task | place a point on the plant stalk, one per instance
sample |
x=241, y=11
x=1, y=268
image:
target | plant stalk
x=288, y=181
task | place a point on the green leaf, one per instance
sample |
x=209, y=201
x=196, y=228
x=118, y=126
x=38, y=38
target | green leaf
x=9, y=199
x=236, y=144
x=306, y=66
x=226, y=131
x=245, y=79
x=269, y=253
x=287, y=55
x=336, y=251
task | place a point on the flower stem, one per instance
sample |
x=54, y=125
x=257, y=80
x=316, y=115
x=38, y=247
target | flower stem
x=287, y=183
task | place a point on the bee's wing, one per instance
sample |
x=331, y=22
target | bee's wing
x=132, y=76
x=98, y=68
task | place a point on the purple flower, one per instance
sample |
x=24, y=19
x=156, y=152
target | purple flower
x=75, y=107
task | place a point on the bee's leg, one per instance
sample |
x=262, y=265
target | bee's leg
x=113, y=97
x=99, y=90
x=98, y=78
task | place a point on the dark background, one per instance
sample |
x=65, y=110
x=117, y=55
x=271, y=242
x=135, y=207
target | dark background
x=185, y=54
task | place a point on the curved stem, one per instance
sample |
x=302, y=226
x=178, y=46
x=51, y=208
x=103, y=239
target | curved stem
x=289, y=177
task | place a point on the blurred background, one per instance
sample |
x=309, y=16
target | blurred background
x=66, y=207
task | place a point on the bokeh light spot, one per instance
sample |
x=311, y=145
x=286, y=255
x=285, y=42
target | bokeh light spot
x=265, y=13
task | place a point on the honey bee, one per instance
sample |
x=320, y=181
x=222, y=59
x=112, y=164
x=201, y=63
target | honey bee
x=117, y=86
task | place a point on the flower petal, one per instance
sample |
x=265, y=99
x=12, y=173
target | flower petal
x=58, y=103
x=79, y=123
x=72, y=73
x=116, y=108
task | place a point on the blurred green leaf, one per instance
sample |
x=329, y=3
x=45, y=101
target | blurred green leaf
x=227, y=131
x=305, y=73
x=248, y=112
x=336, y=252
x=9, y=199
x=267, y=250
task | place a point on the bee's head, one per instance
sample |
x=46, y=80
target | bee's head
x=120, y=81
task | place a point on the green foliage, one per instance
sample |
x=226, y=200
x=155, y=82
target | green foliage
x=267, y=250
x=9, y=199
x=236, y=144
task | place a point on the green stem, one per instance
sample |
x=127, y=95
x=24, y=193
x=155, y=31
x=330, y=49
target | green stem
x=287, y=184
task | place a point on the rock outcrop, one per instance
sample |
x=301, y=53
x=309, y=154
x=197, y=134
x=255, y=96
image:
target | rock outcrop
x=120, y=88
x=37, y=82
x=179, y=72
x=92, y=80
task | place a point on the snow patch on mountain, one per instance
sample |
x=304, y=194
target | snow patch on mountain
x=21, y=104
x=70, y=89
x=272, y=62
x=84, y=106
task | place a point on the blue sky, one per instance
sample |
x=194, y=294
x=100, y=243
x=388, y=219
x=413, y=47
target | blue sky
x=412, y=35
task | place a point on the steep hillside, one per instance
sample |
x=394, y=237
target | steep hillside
──────────────────────────────
THE EXERCISE =
Reproduce the data above in full, substituting "put a dot on" for every occurrence of "place a point on" and changing nothing else.

REPLY TO THE TASK =
task | put a dot on the plant stalk, one per instance
sample |
x=241, y=11
x=1, y=268
image:
target | plant stalk
x=288, y=181
task | put a dot on the green leaf, one per instance
sample |
x=209, y=201
x=196, y=228
x=118, y=126
x=38, y=38
target | green leaf
x=9, y=199
x=236, y=144
x=306, y=66
x=226, y=131
x=245, y=79
x=269, y=253
x=287, y=55
x=336, y=251
task | put a dot on the flower stem, one per instance
sample |
x=54, y=125
x=257, y=80
x=316, y=115
x=38, y=247
target | flower stem
x=287, y=183
task | put a dot on the bee's wing, one per instance
sample |
x=331, y=22
target | bee's wing
x=132, y=76
x=98, y=68
task | put a dot on the purple flower, one per instance
sample |
x=24, y=19
x=156, y=152
target | purple flower
x=75, y=107
task | put a dot on the bee's leg, one per instance
sample |
x=262, y=265
target | bee's leg
x=113, y=97
x=99, y=90
x=98, y=78
task | put a dot on the dark background, one per instance
sample |
x=65, y=110
x=117, y=55
x=271, y=242
x=135, y=207
target | dark background
x=185, y=54
task | put a dot on the curved stem, one per instance
sample |
x=302, y=226
x=178, y=46
x=51, y=208
x=103, y=239
target | curved stem
x=289, y=177
task | put a dot on the blurred background, one per instance
sample |
x=309, y=16
target | blurred background
x=66, y=207
task | put a dot on the bokeh light spot, one per instance
sample |
x=311, y=145
x=286, y=255
x=285, y=42
target | bokeh light spot
x=265, y=13
task | put a dot on the honey bee, one per instance
sample |
x=320, y=181
x=222, y=59
x=112, y=164
x=201, y=63
target | honey bee
x=117, y=86
task | put a dot on the flower petal, one per instance
sample |
x=265, y=99
x=12, y=173
target | flower petal
x=58, y=103
x=79, y=123
x=72, y=73
x=116, y=108
task | put a dot on the blurred green leaf, one per instance
sample |
x=329, y=3
x=45, y=101
target | blurred green leaf
x=227, y=131
x=305, y=73
x=248, y=112
x=336, y=252
x=9, y=199
x=267, y=250
task | put a dot on the bee's head, one per instance
sample |
x=46, y=80
target | bee's head
x=120, y=81
task | put a dot on the green foliage, one per instance
sample |
x=226, y=200
x=155, y=82
target | green foliage
x=267, y=250
x=9, y=199
x=236, y=144
task | put a dot on the green stem, one per instance
sample |
x=127, y=95
x=24, y=193
x=155, y=31
x=330, y=49
target | green stem
x=287, y=184
task | put a dot on the rock outcrop, one per instance
sample |
x=301, y=53
x=309, y=154
x=197, y=134
x=255, y=96
image:
target | rock outcrop
x=120, y=88
x=37, y=82
x=179, y=72
x=92, y=80
task | put a dot on the snow patch on mountain, one per instance
sample |
x=304, y=194
target | snow patch on mountain
x=21, y=104
x=70, y=89
x=272, y=62
x=84, y=106
task | put a dot on the blue sky, one per instance
sample |
x=194, y=294
x=100, y=243
x=388, y=219
x=413, y=47
target | blue sky
x=412, y=35
task | put a dot on the steep hillside, one per instance
sample |
x=394, y=237
target | steep hillside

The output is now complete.